[本文抜粋]:
________________

しがない内科医の雑念

底辺医がなんか語っとる

全員にコロナ検査しても意味がない理由

https://www.buzzfeed.com/jp/naokoiwanaga/covid-19-sakamoto

 感染症も統計も全く得意ではないけれども。

およそここに書いてるあるのでまとめると(意味の重複あり)

PCR検査には手間も金も時間もかかる
誰でも検査すると医療リソースが消費され、本当に必要な重症者の対応に支障が生じる
感度は30~70%とそれほど高くない
コロナと確定しても特別な治療法はない。症状が安定しているなら自然に治る
当初は封じ込め(接触者から感染者を抽出・隔離して蔓延を防ぐ)のための検査だったが、市中感染が発生している現在では、重症化しそうな患者や重症者の経過予測・治療選択のための検査になってきている
「サンプリングをしても現状を把握した方がよい」に対する反論:医療機関にそんな余裕はない。

 

加えて個人的には、アテにならない検査(後述)をしても参考にならず混乱させるだけなので無駄と考える。上には書いてないけど、検査前・後確率の話。

________________

[作業一覧]:
1. コロナ検査の文章をもとに、次の問いに答えよ。
(a) PCR検査の感度はどの程度とされているか。
(b) 検査は当初、何のために行われていたか。
(c) 「サンプリングをしても現状を把握した方がよい」という意見には、どう反論しているか。
2. 次の各文がコロナ検査の文章と合っているかどうかを判定せよ。判定の根拠となる文章中の語句も示すこと。
(a) コロナと確定すれば、特別な治療法がある。
(b) PCR検査には手間も金も時間もかかる。
(c) 書き手は、感染症と統計が得意だと述べている。
3. コロナ検査の文章を、最後の文の後から書き進めよ。
後に続く項目は、コロナ検査の文章とは関係がない。

________________

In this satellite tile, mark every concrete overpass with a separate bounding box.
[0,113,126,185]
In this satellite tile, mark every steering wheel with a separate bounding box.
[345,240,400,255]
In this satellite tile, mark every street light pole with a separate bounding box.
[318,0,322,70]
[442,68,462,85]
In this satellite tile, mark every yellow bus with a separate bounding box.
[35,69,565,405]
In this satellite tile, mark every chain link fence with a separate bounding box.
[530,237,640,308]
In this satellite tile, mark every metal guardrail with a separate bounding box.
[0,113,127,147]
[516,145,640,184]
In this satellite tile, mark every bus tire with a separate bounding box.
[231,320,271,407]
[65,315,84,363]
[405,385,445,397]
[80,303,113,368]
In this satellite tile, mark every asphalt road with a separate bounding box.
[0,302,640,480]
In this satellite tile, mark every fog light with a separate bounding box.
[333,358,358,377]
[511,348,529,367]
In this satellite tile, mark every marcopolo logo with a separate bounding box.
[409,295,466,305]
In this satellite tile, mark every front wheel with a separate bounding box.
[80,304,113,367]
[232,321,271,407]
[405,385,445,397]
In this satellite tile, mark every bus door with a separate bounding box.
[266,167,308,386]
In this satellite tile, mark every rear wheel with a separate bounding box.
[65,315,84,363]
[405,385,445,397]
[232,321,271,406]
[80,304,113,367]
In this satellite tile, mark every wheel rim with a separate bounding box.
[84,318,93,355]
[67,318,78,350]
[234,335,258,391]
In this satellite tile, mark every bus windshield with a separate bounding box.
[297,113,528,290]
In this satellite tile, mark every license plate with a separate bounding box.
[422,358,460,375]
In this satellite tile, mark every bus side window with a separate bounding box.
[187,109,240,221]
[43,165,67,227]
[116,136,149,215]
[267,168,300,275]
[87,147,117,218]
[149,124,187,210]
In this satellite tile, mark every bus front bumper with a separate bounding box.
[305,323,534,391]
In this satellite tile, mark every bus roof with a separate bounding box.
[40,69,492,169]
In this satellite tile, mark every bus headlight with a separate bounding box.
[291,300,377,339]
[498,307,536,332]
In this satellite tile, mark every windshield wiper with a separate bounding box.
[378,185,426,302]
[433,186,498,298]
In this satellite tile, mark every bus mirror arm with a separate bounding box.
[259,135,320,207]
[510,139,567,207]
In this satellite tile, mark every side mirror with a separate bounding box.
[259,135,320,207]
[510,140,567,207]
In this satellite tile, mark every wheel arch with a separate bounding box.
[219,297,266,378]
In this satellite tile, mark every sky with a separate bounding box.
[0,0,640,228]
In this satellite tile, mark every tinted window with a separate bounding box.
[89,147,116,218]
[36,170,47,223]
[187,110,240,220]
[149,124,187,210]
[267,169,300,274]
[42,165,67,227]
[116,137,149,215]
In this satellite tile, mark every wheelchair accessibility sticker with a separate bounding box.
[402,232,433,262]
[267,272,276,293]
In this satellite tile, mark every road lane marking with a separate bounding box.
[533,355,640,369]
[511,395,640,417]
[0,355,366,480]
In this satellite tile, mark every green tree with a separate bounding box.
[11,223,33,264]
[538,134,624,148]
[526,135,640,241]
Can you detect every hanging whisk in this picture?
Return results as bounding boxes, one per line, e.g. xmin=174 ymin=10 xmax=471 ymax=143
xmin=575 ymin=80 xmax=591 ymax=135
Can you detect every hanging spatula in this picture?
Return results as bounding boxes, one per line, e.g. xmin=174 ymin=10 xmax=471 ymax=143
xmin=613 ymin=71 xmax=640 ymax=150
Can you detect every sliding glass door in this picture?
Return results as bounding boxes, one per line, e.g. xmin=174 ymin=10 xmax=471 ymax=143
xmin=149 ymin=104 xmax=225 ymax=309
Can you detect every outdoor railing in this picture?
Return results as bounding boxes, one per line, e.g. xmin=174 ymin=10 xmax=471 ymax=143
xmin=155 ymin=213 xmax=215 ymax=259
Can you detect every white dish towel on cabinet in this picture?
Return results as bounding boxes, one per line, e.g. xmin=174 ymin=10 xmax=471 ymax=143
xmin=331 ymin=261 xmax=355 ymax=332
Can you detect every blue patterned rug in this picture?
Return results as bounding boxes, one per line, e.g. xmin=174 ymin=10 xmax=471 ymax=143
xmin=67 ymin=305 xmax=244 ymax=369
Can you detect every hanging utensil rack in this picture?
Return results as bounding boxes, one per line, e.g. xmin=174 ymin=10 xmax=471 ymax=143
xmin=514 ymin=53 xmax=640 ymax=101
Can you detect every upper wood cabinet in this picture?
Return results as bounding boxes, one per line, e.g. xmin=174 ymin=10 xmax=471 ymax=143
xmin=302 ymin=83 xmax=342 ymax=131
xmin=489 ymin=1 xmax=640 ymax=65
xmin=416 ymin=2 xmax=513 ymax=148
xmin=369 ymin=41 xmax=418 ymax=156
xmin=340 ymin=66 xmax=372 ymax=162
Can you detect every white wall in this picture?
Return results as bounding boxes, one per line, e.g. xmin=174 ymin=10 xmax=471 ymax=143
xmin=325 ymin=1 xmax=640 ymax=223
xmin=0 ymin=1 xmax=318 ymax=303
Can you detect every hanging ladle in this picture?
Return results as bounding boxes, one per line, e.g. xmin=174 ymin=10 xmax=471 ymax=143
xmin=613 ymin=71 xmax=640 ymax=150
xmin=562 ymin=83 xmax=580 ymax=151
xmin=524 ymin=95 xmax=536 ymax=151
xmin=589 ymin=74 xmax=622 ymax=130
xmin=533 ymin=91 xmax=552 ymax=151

________________

[作業ごとの解答]:
1.
(a) 30~70%。
(b) 封じ込め、つまり接触者から感染者を抽出・隔離して蔓延を防ぐため。
(c) 医療機関にそんな余裕はない、と反論している。

2.
(a) いいえ。「コロナと確定しても特別な治療法はない」
(b) はい。「PCR検査には手間も金も時間もかかる」
(c) いいえ。「感染症も統計も全く得意ではないけれども。」

3.
陽性的中率(陽性と判定された場合に、真の陽性である確率)≒検査後確率(事後確率)
は検査の感度・特異度に加え検査前確率(有病率)から計算されるということ。

http://www.chugaiigaku.jp/upfile/browse/browse2906.pdf
もしくは

感度・特異度・尤度比. 田村謙太郎. ナショナルメディカルクリニック. 信州大学総合診療科
https://medibito.net/wp-content/uploads/2014/12/%E6%84%9F%E5%BA%A6%E7%89%B9%E7%95%B0%E5%BA%A6%E5%B0%A4%E5%BA%A6%E6%AF%94-%E7%94%B0%E6%9D%91%E5%85%88%E7%94%9F%E3%80%802014.11.29.ppt
こちらが詳しい。抜粋すると(最後の方のスライド)

感度・特異度いずれも99%の高性能な検査を
1万人に1人の病気に用いると、陽性者のうち本当に病気の人はたったの1%で、99%は偽陽性なので、検査前確率の低い病気に検査しても結果を信用できない。(ただし、有病率の低い疾患でも診察上とても疑わしい症例なら、その時点で検査前確率は上がっている)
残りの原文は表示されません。